▶ _SELECTED PASSAGE_
According to projections from the Evangelical Lutheran Church in America’s (ELCA) Office of Research and Evaluation, the whole denomination will have fewer than 67,000 members in 2050, with fewer than 16,000 in worship on an average Sunday by 2041.
That’s right: according to current trends, the church will basically cease to exist within the next generation.
In some ways, this is old news. Mainline decline has been a reality for over half a century, and the trends are well established. Yet consider how rapidly this future is arriving—well within most of our lifetimes. The ELCA had over five million members when it was launched in 1988. It has only declined since, and the decline has been accelerating.
For all the energy spent on trying to turn things around over the past 40 years, there is little to show. That is because the cultural shifts underpinning this decline are largely beyond our control. To the extent to which we’ve tried to fix the church, we’ve failed. I know a lot of really smart, faithful leaders who have poured their lives into this effort. It’s not their fault. The forces dismantling the established congregational and denominational system are much bigger. Something deeper is at stake.
My colleague Michael Binder and I have three ways of naming the root cause:
1) We live in a culture that makes it hard for people to imagine and be led by God.
In the modern West God isn’t necessary to live a good life. Divine presence and agency seem implausible for many people, even as we are haunted by echoes of transcendence. We’re all supposed to discover our own meaning, purpose, identity, and community. Faith might help with that for some people, but it’s assumed to be optional, and there are endless options before us.

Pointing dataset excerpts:
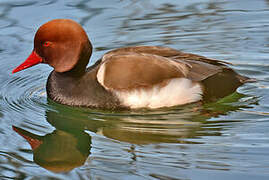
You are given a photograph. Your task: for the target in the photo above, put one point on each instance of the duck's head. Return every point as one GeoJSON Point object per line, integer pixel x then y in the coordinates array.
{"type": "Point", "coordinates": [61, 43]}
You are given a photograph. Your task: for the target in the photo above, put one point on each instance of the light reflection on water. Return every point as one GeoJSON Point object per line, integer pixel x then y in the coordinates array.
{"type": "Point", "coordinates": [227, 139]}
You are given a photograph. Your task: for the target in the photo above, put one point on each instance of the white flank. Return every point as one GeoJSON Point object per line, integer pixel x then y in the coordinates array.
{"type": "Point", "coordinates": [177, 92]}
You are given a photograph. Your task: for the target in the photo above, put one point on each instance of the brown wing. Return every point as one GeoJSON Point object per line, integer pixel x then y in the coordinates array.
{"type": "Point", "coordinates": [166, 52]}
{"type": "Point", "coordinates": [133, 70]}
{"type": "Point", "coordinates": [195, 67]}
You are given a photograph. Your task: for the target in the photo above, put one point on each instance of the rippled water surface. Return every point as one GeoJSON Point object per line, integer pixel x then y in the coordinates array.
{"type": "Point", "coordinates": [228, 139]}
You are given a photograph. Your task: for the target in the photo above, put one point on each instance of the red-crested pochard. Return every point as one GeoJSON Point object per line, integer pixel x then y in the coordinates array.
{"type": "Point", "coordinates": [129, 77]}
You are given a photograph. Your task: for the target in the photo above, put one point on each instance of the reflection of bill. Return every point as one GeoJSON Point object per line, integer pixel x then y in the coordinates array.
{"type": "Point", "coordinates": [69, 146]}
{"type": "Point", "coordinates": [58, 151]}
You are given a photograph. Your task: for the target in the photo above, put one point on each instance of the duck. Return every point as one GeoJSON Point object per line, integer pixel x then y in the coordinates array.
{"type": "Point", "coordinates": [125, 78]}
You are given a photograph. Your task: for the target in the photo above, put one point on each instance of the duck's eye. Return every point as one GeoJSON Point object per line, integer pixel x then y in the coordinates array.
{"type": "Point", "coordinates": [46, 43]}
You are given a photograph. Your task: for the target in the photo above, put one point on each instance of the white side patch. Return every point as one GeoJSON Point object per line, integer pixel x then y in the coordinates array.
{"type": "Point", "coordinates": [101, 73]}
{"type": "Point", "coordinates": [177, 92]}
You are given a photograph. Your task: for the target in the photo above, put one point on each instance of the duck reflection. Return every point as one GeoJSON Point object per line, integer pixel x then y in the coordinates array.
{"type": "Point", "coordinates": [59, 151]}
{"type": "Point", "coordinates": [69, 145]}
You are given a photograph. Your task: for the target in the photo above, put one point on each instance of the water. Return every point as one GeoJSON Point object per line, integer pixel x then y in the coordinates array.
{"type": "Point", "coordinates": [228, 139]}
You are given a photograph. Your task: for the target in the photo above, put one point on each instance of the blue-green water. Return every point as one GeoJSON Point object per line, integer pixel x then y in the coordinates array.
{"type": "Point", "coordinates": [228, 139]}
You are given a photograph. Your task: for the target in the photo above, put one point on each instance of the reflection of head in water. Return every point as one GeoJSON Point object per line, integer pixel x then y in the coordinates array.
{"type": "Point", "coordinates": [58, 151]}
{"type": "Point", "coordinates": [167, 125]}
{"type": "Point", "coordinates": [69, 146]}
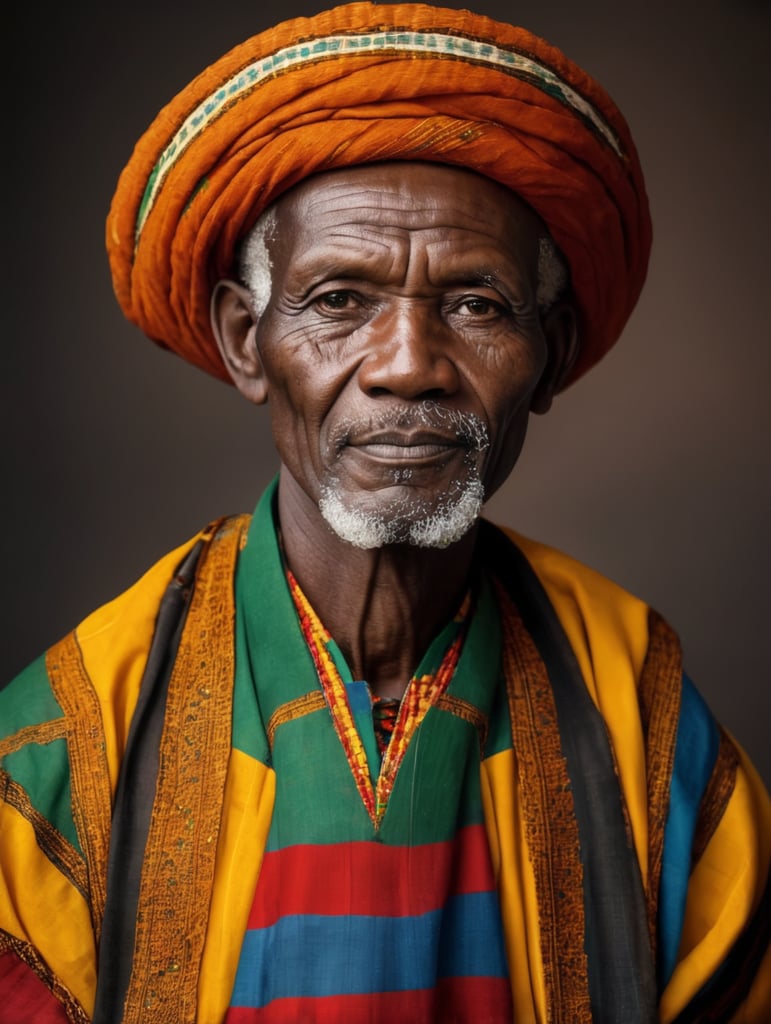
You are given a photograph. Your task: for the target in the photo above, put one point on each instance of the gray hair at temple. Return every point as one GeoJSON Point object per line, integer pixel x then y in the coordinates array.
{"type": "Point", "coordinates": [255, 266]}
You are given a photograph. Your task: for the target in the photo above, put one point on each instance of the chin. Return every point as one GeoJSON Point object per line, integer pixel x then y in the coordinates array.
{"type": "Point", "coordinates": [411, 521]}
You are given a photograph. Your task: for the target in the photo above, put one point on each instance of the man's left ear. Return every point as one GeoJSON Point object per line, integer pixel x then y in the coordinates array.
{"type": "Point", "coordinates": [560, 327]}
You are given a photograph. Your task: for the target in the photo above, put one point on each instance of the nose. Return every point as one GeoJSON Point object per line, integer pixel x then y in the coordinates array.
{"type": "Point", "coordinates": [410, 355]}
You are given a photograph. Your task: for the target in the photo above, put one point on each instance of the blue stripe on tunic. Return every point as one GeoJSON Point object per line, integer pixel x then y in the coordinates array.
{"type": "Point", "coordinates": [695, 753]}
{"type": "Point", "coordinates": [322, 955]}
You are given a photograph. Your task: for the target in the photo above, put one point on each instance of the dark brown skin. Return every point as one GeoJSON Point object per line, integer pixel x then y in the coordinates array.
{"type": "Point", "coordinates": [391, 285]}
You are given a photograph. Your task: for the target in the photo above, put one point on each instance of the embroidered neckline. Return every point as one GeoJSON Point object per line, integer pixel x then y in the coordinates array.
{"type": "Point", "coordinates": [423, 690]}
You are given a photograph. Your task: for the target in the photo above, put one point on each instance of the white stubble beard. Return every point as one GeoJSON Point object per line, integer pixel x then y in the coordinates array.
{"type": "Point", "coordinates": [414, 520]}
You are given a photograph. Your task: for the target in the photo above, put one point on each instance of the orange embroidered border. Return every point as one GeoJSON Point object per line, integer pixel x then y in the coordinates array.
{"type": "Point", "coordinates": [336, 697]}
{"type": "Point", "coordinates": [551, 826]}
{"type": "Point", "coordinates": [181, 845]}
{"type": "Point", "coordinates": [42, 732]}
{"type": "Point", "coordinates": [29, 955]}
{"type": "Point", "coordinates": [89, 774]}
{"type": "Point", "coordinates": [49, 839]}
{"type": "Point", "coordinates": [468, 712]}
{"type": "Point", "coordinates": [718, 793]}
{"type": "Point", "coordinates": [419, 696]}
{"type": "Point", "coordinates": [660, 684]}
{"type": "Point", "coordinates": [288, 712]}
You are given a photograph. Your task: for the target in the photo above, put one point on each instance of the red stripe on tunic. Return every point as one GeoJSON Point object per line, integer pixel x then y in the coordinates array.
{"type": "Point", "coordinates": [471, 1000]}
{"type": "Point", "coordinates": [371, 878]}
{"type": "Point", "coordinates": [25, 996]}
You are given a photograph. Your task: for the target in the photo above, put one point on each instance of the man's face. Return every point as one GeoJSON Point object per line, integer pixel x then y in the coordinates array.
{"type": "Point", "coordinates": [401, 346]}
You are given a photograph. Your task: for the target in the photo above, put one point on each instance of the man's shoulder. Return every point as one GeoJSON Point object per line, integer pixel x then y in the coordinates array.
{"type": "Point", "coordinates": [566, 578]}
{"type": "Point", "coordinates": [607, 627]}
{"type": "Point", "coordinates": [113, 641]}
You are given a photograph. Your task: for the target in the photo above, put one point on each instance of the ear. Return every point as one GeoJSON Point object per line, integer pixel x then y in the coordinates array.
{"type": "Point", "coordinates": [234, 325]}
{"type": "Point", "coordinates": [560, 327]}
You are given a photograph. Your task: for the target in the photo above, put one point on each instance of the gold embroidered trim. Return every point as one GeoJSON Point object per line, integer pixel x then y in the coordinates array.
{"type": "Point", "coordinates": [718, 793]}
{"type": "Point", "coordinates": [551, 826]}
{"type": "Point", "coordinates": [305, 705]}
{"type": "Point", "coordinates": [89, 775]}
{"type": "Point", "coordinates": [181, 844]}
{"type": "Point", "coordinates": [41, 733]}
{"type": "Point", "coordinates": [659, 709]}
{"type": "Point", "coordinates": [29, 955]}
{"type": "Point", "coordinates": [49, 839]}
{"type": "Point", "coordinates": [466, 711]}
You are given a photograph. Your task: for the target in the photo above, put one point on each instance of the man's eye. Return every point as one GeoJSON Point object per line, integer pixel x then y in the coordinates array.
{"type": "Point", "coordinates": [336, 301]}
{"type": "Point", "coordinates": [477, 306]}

▶ _TASKS TO COMPLETE_
1. Can you rewrite the paragraph of the passage on ELCA decline that begins "For all the energy spent" as a short bulleted list, keeping its main facts?
2. Do these statements agree with the passage on ELCA decline? For each, answer yes or no and quote the deciding words: (a) The ELCA had more than five million members at its launch in 1988. (b) The decline of the ELCA has been slowing. (c) The projections give the whole denomination fewer than 16,000 members in 2050.

▶ _THE REPLIES_
1.
- Forty years of effort to turn things around have shown little result.
- The cultural shifts behind the decline are largely beyond control.
- Attempts to fix the church have failed.
- Many smart, faithful leaders gave their lives to this effort, and the failure is not their fault.
- The forces dismantling the established congregational and denominational system are much bigger, and something deeper is at stake.

2.
(a) Yes: "The ELCA had over five million members when it was launched in 1988."
(b) No: "the decline has been accelerating."
(c) No: "the whole denomination will have fewer than 67,000 members in 2050"